____ SUPPLIED TEXT
Reading to Play, Playing to Read is a community-engaged project that combines the learning goals of two Spanish courses: MLSP 302W-CE Composition and Conversation and MLSP 280 Spanish for Health Professionals. Students from both courses collaborate to develop a 4-week program on health awareness and illness prevention culture for 5-8-year-old Hispanic children, who recently immigrated to the US. Hispanic children attend Beechwood Elementary school in the Beechview neighborhood.

In 2016, Reading to Play, Playing to Read was recognized nationwide by the American Council on the Teaching of Foreign Languages (ACTFL) as a Globally Engaged Program. This prestigious award is shining a national spotlight on the Department of Modern Languages and Literatures. It is truly an honor that attests to the breadth and depth, the impact, and the curricular integration of Dr. Osa-Melero's and Professor Martínez's exemplary educational venture as well as the quality of the community partner relationship. Their initiative responds to Duquesne University priorities and is in line with the growing trend of community-engaged teaching and research that addresses both the needs of community partners and the educational experience of our students.
________
PROBLEM REQUIREMENTS
Can you carry the Reading to Play, Playing to Read passage forward from its last sentence? The entries have no connection to the Reading to Play, Playing to Read passage.
____ DATA ENTRIES
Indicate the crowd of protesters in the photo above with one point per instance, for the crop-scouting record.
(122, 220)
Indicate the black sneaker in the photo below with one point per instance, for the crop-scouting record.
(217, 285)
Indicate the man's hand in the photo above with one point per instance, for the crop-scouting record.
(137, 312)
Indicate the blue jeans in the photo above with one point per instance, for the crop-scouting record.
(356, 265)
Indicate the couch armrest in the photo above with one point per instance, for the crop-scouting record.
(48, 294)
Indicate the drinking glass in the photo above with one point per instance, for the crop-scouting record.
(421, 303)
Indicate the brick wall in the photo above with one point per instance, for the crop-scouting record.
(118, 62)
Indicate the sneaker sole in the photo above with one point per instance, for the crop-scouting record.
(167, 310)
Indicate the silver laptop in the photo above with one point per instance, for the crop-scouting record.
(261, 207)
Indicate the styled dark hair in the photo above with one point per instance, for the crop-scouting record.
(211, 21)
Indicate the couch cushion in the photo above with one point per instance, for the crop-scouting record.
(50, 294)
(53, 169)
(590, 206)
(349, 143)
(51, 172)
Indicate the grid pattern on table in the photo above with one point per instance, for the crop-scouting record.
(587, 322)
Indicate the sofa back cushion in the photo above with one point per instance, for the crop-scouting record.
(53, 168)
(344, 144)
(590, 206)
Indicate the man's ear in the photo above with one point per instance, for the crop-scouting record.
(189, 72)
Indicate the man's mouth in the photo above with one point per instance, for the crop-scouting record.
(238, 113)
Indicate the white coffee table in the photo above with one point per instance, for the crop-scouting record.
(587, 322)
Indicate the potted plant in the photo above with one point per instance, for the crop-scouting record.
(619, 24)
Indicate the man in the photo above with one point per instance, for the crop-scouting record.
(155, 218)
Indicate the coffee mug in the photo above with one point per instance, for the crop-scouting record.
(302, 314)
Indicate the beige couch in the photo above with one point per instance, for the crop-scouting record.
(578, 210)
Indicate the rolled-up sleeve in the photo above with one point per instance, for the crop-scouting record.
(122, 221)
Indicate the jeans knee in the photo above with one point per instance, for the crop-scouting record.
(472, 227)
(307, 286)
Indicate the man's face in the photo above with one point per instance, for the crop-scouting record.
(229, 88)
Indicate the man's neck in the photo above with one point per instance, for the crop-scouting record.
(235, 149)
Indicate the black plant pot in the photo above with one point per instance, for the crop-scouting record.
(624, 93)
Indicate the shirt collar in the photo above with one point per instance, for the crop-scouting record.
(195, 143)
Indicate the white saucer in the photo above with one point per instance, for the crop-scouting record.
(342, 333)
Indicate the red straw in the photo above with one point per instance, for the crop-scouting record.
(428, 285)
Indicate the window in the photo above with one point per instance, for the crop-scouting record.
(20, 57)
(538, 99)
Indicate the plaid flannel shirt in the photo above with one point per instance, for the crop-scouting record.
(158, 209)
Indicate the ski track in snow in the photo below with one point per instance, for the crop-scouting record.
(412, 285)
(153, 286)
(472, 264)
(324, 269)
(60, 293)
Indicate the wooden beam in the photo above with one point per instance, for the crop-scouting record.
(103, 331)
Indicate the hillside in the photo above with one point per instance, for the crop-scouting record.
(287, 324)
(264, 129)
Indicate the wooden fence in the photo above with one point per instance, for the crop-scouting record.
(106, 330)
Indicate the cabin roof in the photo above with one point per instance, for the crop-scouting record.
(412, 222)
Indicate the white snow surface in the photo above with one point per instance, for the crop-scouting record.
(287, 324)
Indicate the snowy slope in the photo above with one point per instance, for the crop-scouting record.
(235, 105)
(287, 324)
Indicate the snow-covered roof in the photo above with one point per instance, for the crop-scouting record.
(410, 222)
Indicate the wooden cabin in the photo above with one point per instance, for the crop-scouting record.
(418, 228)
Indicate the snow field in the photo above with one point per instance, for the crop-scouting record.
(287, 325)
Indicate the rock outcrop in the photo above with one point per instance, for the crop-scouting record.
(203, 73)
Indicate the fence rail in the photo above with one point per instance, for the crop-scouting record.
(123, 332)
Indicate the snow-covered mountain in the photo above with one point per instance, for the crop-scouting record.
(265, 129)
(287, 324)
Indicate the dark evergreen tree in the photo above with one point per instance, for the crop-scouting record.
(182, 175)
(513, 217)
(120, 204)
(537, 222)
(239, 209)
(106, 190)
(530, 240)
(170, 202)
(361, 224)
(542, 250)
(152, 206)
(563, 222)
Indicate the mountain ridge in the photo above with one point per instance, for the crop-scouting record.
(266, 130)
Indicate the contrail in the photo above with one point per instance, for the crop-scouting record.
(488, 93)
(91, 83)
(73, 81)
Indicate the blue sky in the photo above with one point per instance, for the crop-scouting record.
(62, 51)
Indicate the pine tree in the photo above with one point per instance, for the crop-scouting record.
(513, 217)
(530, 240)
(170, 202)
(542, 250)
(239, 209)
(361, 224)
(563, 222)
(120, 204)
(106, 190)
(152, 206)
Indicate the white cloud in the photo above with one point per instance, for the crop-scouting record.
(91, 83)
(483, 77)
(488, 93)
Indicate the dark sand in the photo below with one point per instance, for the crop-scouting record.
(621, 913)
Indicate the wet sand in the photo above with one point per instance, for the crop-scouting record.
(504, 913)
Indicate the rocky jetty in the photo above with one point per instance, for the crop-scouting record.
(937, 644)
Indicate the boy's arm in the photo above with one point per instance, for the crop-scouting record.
________
EXERCISE ANSWER
Program Goals

Develop solid relationships with the Pittsburgh Spanish-speaking community in order to create an innovative community-engaged program that connects Spanish-speaking children with college students of Spanish and students of Health Sciences. 

Subgoals

For students:

  • Development of Spanish oral and listening skills
  • Development of cultural awareness 
  • Inclusion of Spanish-speaking population in their future career plans

For children:

  • Cultural and linguistic empowerment in a culturally relevant context
  • Awareness of good health habits and importance of exercise
  • Development of reading skills in their first language

Editions

2015
The first edition of the program took place in 2015. In this edition students in the Composition and Conversation class were combined with students in the Spanish American Theatre Avant Garde. Students from both courses developed a program on Mexican history and culture for 5-8 year-old children, who recently immigrated to the US.

    

2016 and 2017
The second and third edition combined students from Composition and Conversation and Spanish for Health Professionals.

    

Directors

Professor Lucía Osa-Melero osamelerol@duq.edu teaches MLSP 302W-CE Composition and Conversation
Professor Carmen Alicia Martínez martine7@duq.edu teaches MLSP 280 Spanish for the Health Professionals

News

Duquesne University Magazine - Fall 2016 (page 36)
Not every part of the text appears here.